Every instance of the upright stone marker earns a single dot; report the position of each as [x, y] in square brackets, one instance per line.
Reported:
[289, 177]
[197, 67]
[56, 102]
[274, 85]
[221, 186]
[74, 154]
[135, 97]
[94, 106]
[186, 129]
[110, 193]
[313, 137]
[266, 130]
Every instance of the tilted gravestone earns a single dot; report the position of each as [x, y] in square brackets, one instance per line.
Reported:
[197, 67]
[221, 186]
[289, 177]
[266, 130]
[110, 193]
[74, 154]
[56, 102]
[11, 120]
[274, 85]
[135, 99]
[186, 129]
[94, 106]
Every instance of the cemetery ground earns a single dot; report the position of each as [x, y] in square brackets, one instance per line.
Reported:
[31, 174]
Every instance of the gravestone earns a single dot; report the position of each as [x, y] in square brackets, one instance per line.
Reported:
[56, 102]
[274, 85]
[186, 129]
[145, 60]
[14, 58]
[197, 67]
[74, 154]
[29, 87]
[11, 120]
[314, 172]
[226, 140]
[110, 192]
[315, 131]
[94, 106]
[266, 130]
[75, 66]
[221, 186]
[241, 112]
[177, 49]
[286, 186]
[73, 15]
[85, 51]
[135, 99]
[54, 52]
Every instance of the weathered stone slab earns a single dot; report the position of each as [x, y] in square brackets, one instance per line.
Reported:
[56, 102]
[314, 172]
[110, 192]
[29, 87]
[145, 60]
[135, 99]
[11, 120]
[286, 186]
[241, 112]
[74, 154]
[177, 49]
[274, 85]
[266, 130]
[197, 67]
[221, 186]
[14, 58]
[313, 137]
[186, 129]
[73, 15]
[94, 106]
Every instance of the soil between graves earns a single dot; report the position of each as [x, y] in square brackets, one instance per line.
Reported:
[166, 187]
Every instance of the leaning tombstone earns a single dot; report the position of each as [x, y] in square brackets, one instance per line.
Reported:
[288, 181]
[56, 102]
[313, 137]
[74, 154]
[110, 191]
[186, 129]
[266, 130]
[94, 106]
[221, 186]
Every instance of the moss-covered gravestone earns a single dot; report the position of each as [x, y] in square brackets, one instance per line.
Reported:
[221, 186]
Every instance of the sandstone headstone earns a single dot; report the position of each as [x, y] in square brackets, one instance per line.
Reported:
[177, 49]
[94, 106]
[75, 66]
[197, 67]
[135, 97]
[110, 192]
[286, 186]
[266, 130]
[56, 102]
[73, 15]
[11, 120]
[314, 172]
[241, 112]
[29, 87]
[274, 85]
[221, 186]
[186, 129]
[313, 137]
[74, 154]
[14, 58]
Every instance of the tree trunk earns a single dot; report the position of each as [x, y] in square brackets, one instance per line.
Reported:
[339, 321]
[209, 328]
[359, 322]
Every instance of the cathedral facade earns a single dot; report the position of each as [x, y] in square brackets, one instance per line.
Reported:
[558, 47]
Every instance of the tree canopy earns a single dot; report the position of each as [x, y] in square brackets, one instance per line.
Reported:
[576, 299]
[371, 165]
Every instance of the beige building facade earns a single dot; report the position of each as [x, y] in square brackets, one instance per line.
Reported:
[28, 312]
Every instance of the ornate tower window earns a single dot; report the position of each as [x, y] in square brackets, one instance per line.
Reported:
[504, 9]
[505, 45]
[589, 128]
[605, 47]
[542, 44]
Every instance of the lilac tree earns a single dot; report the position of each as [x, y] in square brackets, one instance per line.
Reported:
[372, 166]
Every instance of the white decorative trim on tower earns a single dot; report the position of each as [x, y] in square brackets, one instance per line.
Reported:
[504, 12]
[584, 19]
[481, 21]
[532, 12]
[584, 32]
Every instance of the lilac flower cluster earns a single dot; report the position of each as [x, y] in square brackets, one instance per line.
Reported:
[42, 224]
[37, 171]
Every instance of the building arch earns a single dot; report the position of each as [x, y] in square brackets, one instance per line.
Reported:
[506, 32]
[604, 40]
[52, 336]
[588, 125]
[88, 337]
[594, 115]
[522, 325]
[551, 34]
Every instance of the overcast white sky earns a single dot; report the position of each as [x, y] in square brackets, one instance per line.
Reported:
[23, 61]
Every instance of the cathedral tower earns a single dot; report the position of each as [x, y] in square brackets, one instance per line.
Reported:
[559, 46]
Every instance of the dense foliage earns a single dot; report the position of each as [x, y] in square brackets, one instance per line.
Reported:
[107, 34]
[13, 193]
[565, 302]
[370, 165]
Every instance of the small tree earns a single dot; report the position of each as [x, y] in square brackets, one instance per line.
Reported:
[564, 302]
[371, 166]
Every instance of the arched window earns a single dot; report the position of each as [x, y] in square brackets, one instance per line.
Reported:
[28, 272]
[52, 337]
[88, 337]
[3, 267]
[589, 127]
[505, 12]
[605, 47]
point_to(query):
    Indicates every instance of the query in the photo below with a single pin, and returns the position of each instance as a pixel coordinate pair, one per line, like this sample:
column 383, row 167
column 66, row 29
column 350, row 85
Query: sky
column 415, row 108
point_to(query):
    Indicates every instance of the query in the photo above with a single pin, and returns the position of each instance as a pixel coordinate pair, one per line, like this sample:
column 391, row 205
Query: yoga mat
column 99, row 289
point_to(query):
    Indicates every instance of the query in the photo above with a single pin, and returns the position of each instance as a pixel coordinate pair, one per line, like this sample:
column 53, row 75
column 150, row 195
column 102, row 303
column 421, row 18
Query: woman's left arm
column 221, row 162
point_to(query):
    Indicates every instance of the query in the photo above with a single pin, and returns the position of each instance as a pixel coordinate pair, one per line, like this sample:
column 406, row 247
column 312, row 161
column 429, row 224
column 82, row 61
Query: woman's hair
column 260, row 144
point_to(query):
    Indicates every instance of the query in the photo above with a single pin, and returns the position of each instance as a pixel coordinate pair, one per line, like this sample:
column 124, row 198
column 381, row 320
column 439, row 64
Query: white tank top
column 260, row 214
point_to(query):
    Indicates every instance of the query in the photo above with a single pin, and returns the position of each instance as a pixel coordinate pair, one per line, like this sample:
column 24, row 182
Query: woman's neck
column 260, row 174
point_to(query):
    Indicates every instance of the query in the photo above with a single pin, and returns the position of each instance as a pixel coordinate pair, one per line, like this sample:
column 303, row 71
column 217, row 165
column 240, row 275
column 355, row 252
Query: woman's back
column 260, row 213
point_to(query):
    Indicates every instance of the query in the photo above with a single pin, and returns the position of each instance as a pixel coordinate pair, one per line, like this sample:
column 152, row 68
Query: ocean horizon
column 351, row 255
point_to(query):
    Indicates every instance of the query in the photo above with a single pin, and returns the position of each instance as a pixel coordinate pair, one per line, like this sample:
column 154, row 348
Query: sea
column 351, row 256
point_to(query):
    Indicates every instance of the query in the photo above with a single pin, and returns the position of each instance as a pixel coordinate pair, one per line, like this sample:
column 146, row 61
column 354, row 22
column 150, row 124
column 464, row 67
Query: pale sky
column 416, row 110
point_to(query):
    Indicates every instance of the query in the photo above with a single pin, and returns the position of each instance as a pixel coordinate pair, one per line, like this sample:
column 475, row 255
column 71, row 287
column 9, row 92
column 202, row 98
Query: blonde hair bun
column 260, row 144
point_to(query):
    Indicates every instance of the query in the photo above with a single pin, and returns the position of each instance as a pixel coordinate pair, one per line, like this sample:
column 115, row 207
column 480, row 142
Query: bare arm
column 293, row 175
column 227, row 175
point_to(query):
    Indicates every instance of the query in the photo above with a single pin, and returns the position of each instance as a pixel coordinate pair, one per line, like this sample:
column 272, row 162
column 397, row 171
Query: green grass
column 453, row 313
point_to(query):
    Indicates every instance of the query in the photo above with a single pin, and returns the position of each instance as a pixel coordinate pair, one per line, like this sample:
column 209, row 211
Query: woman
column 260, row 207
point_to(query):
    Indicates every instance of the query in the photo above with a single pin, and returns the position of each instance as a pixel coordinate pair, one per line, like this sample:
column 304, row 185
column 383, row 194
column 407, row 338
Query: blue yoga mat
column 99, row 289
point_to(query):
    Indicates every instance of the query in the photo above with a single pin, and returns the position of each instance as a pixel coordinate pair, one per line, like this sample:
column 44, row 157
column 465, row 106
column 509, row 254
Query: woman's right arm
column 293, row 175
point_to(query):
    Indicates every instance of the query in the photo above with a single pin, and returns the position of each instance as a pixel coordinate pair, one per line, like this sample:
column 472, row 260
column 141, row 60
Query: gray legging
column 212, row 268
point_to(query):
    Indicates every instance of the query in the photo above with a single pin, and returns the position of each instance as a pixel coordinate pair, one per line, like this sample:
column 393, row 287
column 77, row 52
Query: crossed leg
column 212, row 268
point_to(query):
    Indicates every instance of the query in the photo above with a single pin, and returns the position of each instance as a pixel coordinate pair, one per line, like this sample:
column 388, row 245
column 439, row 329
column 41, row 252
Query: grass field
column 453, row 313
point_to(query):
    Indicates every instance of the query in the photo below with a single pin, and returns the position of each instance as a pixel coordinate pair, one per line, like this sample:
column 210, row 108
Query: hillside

◆ ◆ ◆ ◆ ◆

**WHAT YOU ARE ASKED TO DO:**
Would you please copy exactly the part of the entries above that begins at the line containing "column 9, row 92" and ends at the line containing "column 304, row 185", both lines included?

**WRITTEN ANSWER:**
column 9, row 92
column 202, row 98
Query: blonde hair bun
column 260, row 144
point_to(query):
    Indicates every instance of the query in the photo above with a single pin, and returns the position of each instance as a pixel coordinate pair, one per line, like this sample:
column 115, row 207
column 480, row 142
Query: bare arm
column 293, row 175
column 227, row 175
point_to(query):
    Indicates every instance of the query in the photo above with a single pin, and returns the position of each instance as a pixel coordinate pair, one per line, like this sample:
column 272, row 162
column 397, row 171
Query: green grass
column 453, row 313
point_to(query):
    Indicates every instance of the query in the photo above with a single pin, and returns the position of each instance as a pixel coordinate pair, one per line, like this sample:
column 209, row 211
Query: woman
column 260, row 207
point_to(query):
    Indicates every instance of the query in the photo above with a single pin, and returns the position of each instance as a pixel coordinate pair, one per line, like this sample:
column 304, row 185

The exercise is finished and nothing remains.